• [GIVEN REQUEST] Edit the data below so that every occurrence of "metal fence post" reads "iron fence post", and reproduce all other lines unchanged.

==== INFORMATION SUPPLIED

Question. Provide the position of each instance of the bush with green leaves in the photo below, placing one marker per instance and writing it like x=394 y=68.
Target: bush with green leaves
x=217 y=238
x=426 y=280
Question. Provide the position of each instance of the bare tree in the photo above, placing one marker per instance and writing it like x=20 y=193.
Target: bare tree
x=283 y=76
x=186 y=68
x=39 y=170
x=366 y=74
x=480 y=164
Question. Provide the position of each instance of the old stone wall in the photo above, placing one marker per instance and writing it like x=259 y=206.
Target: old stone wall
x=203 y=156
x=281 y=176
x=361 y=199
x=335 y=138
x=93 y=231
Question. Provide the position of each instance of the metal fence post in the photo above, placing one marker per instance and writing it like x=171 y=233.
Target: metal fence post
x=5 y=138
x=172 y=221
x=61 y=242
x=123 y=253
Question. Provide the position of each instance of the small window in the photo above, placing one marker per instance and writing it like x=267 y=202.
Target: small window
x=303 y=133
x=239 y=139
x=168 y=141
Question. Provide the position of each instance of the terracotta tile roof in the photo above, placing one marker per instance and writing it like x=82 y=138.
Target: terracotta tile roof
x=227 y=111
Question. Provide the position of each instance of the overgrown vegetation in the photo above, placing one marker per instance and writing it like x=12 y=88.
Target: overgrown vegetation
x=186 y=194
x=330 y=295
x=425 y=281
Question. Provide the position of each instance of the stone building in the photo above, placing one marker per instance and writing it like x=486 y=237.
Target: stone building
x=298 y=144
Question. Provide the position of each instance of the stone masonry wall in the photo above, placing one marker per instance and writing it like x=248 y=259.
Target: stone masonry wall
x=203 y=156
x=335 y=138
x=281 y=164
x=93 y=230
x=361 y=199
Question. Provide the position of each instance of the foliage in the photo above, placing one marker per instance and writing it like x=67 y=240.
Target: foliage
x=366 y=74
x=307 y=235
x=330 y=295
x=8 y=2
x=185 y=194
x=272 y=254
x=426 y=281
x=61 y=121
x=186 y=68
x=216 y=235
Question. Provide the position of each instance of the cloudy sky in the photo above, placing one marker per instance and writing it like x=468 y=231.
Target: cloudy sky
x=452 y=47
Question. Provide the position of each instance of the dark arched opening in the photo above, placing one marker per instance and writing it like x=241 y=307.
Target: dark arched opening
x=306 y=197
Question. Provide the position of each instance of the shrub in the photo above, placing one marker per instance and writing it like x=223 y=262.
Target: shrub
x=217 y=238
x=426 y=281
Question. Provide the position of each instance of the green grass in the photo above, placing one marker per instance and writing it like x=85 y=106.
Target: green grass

========

• [THE RESULT]
Question. Provide the position of each instance of the bush with green leaves in the photo below, placing one marker per instance and writing it like x=394 y=68.
Target: bush with green leaves
x=217 y=238
x=426 y=280
Question. Provide the position of each instance of the bare tree in the photo above, placing one marker per instance and writing it like x=20 y=193.
Target: bare tree
x=283 y=76
x=186 y=68
x=39 y=170
x=366 y=74
x=480 y=164
Question. Provide the position of each instance of the old stone wall in the photo above, placing one marker per instance and writing it like x=259 y=206.
Target: old stone wall
x=203 y=156
x=281 y=176
x=361 y=199
x=335 y=138
x=93 y=231
Question. Provide the position of each instance of the iron fence post in the photo above, placing one marker per instance and writing it like x=171 y=233.
Target: iron fence post
x=5 y=138
x=172 y=221
x=61 y=242
x=123 y=253
Question. Provide the position of each instance of the small window in the photo above, placing one marker per instance and writing it like x=267 y=202.
Target: small window
x=303 y=133
x=239 y=139
x=168 y=141
Question. Provide the position of each instance of the terracotta tile roof in the photo above, placing one marker per instance and writing it like x=82 y=138.
Target: terracotta tile roof
x=227 y=111
Question. Provide the position of each instance of the overgrown vegetation in the photo above, placing one marker per instance and writing it like x=12 y=88.
Target: overgrown vegetation
x=186 y=194
x=330 y=295
x=425 y=281
Question. Provide the position of each instance of the stone building in the photo above, placing one marker per instance and writing it like x=486 y=237.
Target: stone building
x=298 y=144
Question. Provide the position of each instance of the stone masonry wall in the photo above, placing one marker per instance and writing it like x=248 y=259.
Target: stone masonry wall
x=203 y=156
x=335 y=138
x=281 y=164
x=93 y=230
x=361 y=199
Question. Provide the position of each instance of the foliage in the photo above, placing one marker per instance and writing it like x=67 y=240.
Target: foliage
x=366 y=74
x=307 y=235
x=330 y=295
x=8 y=2
x=185 y=194
x=272 y=254
x=426 y=281
x=61 y=121
x=186 y=68
x=216 y=235
Question. Provide the position of each instance of the cloudy sky in the photo above, placing one marker per instance and writing it like x=468 y=231.
Target: cloudy sky
x=452 y=47
Question. Provide the position of each instance of the dark arched opening in the photo above, placing one marker per instance and writing it like x=241 y=307.
Target: dark arched opening
x=306 y=197
Question. Provide the position of each instance of the shrub in the photo above, placing one marker per instance and writing it like x=223 y=262.
Target: shrub
x=217 y=238
x=426 y=281
Question. Provide the position of each instance of the green grass in the photo above, placing one marker per instance and writing it like x=85 y=106.
Target: green grass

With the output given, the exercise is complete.